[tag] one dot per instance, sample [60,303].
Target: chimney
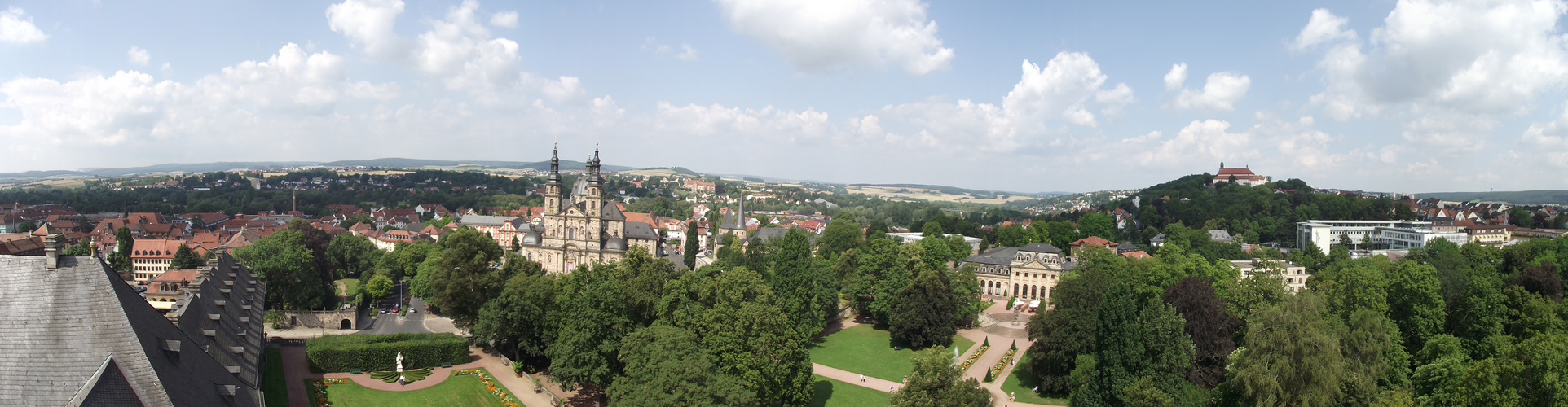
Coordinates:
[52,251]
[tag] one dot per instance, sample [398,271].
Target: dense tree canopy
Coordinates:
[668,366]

#####

**Requirement**:
Pick out, from the lines above, every one that contains the string "sample".

**Result below**:
[tag] one dot per instance, sample [60,303].
[tag] one dot per instance, sample [398,271].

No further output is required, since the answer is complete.